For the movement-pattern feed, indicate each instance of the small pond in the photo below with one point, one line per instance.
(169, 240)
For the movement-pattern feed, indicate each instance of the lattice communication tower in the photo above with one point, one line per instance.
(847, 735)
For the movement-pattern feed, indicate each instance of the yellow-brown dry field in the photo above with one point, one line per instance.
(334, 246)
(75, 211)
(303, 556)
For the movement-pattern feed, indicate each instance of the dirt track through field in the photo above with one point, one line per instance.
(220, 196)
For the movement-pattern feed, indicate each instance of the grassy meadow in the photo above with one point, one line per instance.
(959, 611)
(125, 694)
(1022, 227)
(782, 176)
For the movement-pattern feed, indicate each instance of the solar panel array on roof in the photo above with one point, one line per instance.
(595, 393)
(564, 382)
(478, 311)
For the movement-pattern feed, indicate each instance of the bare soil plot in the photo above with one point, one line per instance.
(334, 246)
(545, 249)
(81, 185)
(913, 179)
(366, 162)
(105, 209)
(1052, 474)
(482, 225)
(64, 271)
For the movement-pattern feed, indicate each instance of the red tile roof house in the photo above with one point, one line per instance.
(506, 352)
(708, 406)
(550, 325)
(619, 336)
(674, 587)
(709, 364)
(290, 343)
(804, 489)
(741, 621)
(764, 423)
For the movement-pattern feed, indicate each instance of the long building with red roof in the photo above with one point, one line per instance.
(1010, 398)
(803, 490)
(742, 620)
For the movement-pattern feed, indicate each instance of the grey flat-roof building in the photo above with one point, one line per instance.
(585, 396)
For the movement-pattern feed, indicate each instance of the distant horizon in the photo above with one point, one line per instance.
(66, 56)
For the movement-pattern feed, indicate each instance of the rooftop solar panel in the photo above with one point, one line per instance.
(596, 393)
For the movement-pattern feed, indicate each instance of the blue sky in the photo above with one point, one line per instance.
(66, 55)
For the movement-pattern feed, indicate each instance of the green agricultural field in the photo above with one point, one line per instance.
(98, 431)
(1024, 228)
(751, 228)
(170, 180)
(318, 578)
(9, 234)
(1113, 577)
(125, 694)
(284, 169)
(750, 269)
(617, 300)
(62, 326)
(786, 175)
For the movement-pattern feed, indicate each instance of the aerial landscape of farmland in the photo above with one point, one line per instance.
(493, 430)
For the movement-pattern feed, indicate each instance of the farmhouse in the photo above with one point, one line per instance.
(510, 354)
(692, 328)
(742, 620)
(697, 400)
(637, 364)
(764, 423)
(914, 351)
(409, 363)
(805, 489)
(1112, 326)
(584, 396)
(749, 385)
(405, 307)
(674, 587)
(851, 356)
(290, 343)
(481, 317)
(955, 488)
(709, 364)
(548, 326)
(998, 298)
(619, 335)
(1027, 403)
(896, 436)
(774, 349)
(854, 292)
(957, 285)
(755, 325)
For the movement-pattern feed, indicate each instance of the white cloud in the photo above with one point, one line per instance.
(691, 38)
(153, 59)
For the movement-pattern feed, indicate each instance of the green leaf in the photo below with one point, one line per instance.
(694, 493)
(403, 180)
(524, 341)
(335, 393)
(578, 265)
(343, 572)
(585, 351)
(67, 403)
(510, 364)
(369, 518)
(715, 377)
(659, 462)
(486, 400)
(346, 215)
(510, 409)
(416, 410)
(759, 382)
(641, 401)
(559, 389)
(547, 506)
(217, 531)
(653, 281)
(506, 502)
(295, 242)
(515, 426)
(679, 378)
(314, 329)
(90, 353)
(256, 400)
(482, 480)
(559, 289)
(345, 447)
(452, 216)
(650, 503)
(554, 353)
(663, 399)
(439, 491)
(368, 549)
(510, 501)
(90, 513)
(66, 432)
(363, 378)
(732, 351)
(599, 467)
--
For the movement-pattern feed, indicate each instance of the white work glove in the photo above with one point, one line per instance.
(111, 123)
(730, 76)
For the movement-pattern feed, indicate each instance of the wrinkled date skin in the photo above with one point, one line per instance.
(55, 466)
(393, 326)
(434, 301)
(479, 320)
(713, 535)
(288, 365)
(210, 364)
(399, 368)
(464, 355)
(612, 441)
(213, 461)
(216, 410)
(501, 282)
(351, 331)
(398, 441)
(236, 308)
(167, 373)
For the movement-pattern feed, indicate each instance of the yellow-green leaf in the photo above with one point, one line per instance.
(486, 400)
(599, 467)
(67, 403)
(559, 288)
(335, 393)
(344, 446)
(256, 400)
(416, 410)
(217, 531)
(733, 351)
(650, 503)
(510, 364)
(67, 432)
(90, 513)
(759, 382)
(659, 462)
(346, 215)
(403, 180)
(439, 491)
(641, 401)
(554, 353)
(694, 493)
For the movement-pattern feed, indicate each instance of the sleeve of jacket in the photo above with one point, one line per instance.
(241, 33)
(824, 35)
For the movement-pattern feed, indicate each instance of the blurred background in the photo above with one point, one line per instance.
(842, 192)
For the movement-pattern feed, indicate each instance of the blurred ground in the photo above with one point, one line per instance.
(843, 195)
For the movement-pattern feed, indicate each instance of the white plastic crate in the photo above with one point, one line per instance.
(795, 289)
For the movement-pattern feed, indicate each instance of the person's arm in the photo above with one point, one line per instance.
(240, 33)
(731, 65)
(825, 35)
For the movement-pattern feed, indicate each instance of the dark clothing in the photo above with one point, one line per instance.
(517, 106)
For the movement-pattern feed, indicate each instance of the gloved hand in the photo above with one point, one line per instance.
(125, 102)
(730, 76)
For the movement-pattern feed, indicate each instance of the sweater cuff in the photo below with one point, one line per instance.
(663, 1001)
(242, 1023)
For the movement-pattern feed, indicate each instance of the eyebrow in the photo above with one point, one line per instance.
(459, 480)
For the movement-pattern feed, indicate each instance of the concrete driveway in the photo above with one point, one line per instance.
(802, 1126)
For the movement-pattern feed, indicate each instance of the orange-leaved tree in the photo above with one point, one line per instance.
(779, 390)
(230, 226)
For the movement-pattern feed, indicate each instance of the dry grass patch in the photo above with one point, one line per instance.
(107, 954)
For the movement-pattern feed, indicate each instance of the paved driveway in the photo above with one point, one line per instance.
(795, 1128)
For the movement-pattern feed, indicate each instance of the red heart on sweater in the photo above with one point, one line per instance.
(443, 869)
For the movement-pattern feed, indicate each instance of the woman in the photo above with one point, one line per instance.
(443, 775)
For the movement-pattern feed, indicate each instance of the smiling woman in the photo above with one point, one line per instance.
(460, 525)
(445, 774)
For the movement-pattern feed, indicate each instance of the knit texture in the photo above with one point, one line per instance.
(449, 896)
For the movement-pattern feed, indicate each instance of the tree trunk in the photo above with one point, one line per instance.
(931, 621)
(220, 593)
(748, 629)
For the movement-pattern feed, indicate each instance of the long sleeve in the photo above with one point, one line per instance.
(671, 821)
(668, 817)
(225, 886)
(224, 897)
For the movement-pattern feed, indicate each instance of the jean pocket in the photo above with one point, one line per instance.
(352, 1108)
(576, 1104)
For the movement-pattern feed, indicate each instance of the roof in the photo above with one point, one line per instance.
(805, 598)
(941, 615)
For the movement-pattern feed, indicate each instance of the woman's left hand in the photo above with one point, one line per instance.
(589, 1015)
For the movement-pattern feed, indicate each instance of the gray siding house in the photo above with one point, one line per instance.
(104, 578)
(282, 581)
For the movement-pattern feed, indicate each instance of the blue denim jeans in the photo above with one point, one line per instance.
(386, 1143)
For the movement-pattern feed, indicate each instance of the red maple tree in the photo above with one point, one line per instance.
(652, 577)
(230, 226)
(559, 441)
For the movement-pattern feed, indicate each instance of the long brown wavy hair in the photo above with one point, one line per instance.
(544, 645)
---
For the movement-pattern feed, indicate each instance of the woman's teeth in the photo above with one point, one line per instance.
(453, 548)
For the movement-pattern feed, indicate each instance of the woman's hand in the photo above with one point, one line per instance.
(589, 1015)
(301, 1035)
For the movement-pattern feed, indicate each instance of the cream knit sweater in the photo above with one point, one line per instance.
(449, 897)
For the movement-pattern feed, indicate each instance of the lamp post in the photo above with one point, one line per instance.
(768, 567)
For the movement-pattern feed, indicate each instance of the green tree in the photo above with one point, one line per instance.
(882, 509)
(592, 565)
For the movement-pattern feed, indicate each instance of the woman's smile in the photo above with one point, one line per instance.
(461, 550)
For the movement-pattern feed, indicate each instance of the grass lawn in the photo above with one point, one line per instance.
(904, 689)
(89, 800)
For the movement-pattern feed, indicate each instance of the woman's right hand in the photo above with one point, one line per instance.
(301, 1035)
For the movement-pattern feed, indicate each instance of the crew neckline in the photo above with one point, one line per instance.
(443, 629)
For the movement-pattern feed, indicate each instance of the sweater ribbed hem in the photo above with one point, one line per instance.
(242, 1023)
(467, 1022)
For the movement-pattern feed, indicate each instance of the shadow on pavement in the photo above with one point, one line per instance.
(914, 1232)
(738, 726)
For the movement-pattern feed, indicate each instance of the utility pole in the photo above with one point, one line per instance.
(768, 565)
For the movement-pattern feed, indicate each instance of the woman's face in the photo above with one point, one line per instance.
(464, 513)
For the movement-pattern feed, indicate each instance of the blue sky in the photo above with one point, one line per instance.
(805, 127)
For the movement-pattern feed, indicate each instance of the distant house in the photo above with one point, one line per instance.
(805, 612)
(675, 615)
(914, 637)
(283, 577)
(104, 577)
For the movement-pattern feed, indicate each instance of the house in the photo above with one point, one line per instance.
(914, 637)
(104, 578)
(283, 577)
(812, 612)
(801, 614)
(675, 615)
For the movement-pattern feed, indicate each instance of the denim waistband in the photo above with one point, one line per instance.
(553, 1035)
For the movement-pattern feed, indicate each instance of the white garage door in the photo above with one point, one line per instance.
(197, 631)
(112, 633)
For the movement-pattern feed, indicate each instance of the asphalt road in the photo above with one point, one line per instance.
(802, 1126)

- Problem to work on -
Show every line in the listing above that contains the word "hand".

- Exercise solution -
For the movement-pattern feed, indicate each instance of the gloved hand in the photo above with one point, one line per instance.
For the movement-pattern feed, indicate each instance of the woman's left hand in the photo above with one point, one line per instance.
For the movement-pattern feed, indicate each instance of the woman's hand in the photo above with one point, one line per instance.
For the movement-pattern feed, indicate each instance of the woman's right hand in the photo above with one point, one line per instance.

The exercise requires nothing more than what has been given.